* Required work
Could you please find each line in the records that contains the word "below" and copy it?

* Dataset
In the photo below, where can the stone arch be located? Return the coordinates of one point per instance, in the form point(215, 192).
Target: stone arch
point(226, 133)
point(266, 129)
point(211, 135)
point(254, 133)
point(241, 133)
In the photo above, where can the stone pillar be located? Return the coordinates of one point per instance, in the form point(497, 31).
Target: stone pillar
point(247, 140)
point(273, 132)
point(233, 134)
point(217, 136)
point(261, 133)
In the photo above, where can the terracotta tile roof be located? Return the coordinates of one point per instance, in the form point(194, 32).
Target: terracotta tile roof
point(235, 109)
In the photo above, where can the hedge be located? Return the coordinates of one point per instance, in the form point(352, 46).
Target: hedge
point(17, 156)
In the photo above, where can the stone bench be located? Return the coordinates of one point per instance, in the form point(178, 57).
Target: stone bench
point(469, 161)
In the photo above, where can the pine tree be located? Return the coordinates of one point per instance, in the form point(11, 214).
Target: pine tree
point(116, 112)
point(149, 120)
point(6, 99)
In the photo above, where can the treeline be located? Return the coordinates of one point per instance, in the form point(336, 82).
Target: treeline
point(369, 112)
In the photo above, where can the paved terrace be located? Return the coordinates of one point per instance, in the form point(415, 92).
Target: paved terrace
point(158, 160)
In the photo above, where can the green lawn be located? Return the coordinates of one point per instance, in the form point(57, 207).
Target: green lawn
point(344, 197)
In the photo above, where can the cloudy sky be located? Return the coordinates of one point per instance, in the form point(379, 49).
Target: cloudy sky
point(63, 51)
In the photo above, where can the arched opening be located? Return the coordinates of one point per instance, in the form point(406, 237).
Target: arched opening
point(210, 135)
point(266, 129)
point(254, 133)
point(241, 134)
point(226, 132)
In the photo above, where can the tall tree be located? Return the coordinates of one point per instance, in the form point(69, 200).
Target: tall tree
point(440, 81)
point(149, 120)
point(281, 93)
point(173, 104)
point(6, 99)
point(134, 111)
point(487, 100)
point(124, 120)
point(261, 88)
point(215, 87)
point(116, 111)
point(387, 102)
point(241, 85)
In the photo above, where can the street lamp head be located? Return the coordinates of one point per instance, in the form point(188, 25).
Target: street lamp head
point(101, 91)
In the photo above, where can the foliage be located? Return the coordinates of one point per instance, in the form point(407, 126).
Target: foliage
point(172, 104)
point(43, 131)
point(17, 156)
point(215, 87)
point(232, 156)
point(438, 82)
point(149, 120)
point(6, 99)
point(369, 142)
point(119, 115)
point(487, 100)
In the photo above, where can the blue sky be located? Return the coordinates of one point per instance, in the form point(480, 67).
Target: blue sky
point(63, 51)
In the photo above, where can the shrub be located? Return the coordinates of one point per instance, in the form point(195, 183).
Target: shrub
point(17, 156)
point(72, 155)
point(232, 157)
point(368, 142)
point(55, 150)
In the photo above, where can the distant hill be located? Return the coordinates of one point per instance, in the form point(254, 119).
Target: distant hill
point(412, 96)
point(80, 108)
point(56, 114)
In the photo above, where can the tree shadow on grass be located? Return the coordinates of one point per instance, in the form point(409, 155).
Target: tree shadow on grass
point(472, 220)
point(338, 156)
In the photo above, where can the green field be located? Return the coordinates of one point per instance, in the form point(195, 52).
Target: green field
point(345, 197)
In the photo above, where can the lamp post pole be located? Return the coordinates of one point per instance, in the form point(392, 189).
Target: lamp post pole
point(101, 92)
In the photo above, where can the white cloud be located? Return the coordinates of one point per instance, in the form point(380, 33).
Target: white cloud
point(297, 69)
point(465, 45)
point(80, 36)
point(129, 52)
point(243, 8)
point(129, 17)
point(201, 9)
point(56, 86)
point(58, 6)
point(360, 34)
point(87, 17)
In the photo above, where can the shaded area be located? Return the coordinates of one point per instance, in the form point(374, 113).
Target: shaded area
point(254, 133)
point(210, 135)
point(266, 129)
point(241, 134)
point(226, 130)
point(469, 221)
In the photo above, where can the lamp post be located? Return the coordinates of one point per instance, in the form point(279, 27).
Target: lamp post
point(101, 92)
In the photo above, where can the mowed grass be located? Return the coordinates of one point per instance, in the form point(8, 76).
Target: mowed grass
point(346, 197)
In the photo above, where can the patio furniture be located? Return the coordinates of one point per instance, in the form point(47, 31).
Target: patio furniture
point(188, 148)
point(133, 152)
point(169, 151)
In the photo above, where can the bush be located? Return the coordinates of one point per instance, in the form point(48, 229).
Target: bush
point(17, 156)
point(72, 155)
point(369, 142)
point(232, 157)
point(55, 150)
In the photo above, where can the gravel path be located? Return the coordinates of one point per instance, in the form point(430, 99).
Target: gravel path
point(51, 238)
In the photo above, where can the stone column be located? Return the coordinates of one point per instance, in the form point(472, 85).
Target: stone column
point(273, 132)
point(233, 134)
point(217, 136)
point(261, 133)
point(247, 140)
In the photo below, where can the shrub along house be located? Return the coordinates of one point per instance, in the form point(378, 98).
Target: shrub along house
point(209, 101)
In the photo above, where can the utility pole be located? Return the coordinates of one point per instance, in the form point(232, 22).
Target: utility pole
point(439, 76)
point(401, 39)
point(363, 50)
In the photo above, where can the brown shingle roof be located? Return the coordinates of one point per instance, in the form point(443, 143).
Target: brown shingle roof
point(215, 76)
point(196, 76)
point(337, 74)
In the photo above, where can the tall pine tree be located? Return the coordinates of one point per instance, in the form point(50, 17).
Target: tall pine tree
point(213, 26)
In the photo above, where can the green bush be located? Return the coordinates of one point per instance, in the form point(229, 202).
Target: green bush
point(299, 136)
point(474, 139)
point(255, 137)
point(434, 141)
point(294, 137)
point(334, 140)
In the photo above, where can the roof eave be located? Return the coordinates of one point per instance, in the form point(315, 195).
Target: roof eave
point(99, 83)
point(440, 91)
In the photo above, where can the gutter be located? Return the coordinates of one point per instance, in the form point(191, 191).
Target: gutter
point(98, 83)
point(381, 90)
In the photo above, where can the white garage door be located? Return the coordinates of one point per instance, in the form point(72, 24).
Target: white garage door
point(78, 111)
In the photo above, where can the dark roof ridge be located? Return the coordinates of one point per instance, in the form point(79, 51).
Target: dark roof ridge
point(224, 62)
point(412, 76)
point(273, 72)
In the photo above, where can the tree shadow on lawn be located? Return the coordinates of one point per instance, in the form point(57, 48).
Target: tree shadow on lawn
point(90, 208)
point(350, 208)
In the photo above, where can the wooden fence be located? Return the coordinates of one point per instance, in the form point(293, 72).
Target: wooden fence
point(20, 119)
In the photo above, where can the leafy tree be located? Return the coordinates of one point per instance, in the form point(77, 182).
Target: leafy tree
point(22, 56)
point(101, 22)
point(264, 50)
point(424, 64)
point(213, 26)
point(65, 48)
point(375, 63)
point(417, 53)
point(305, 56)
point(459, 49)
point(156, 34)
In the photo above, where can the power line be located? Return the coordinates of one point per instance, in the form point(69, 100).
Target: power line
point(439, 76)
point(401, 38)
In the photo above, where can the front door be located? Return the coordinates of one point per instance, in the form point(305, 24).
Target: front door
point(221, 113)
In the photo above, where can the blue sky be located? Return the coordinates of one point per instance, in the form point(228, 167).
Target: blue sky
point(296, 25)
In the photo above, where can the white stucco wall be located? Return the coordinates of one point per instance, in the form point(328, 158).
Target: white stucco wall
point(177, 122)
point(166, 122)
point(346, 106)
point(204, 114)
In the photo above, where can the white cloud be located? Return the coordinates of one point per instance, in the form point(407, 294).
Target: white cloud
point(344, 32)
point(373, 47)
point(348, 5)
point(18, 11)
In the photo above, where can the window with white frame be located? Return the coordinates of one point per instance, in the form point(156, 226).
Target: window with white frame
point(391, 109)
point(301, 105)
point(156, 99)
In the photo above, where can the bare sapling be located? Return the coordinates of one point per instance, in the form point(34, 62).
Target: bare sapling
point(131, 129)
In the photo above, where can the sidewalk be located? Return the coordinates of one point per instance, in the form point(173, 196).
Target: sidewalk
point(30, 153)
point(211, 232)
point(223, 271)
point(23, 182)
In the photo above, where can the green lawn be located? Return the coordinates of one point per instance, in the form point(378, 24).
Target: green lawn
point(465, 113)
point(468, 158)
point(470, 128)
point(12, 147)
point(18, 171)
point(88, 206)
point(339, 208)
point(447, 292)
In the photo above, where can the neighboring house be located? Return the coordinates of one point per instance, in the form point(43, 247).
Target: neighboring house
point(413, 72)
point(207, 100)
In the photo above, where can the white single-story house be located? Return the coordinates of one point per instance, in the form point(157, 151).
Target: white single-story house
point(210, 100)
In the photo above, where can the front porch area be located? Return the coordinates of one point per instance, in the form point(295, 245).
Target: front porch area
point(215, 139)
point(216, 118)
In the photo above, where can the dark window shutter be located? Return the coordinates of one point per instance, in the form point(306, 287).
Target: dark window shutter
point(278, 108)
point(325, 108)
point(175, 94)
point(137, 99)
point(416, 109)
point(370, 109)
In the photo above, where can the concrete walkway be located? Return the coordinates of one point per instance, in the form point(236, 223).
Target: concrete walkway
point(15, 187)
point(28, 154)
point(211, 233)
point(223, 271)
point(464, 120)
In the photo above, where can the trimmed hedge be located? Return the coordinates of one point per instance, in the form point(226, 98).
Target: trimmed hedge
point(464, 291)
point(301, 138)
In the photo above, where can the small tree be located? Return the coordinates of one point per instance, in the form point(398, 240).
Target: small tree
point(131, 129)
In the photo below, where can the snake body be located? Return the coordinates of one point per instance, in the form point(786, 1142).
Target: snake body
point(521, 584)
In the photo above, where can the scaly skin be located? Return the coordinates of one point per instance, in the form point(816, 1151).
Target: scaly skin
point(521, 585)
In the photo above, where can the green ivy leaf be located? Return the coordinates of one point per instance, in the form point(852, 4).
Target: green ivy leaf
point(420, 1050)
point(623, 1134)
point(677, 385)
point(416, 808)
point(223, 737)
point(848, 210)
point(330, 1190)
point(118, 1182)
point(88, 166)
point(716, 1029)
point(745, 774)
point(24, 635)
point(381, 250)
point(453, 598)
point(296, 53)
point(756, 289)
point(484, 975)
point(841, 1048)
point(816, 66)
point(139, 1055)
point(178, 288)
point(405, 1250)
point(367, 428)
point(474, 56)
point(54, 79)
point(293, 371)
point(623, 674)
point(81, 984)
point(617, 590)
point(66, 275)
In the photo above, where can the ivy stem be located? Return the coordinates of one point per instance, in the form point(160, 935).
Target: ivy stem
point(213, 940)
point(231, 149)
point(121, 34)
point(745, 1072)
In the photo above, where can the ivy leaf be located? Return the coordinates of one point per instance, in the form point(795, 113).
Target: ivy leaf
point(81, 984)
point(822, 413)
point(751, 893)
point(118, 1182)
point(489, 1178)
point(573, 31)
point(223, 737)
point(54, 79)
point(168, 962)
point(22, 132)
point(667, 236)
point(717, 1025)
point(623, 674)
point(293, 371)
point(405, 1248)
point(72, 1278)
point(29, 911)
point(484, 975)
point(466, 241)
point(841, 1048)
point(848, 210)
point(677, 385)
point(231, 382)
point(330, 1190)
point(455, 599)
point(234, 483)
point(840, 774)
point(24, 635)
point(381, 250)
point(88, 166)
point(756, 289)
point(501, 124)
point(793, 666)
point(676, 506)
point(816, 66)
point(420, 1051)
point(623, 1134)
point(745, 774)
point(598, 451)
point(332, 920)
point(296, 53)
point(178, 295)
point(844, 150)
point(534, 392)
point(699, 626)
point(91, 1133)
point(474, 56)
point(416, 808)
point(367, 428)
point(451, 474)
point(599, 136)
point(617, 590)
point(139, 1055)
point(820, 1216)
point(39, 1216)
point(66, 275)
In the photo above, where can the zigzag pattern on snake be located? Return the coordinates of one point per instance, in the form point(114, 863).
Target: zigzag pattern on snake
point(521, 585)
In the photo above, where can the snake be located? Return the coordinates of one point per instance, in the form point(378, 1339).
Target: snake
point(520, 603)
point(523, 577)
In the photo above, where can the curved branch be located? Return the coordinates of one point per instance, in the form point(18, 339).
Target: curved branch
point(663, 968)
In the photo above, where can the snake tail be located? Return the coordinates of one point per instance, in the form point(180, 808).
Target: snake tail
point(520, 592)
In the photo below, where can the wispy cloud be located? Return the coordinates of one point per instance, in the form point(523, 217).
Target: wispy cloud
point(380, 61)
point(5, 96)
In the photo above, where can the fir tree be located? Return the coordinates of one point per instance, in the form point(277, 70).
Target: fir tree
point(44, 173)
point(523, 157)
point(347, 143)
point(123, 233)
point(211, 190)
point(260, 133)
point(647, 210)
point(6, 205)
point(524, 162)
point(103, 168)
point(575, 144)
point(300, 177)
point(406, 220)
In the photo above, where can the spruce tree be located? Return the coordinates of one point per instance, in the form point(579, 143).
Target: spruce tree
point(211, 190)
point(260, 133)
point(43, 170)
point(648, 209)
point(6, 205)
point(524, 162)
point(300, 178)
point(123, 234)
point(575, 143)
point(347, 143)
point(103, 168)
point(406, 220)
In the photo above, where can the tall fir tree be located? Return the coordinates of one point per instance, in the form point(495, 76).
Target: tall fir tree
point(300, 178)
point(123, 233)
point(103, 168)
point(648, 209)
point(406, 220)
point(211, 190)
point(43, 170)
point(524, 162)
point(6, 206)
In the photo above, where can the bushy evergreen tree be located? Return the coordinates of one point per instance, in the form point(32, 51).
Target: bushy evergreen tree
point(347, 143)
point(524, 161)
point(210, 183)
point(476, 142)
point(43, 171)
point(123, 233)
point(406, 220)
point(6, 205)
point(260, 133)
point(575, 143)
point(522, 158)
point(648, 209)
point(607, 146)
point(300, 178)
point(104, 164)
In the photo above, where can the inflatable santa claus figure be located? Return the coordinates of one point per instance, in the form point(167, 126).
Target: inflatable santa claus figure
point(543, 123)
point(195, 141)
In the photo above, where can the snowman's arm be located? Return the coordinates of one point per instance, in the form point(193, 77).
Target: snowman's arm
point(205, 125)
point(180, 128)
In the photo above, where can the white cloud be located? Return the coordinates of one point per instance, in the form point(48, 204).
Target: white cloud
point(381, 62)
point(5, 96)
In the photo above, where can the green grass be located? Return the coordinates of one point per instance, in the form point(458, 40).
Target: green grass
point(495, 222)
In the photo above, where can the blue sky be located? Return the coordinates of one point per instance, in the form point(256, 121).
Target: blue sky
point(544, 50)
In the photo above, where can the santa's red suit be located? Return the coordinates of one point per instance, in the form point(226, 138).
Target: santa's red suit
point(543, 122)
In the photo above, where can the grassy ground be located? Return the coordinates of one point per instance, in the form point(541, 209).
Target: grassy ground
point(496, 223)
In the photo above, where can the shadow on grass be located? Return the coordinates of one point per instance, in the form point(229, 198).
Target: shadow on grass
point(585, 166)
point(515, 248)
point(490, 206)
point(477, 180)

* Task result
In the photo below, where can the stone arch be located? Return the coordinates of one point per instance, in the form point(215, 192).
In the photo below, where can the shrub along house be located? Return the coordinates of one point per instance, in the form point(378, 98).
In the photo below, where can the snake body be located? Return the coordinates of one point per instance, in the form point(786, 1142).
In the photo below, where can the wispy cloud be located? Return the coordinates of one point per instance, in the form point(523, 217).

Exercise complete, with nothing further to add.